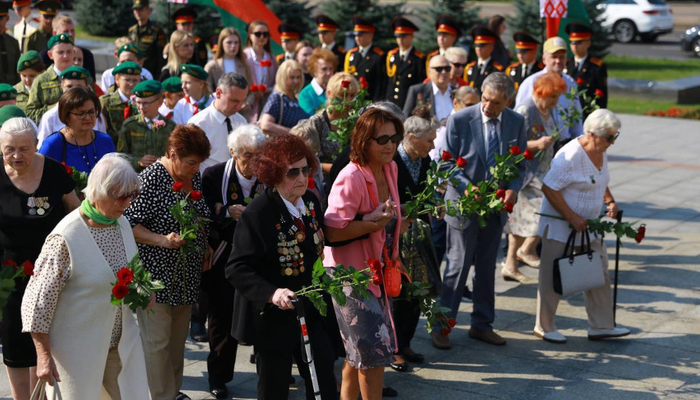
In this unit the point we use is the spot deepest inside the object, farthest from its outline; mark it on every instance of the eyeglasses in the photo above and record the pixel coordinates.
(440, 70)
(83, 115)
(294, 172)
(384, 139)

::::::

Exercise goal: Every line above is to be reproduced verbatim, and the pictures are to be omitted.

Task answer:
In this unit the point we use is the spot deepest inside the object, farthest from its outline; mark it on every instance of the eyeglasses in the photo above and record the pixel coordinates.
(440, 70)
(83, 115)
(294, 172)
(384, 139)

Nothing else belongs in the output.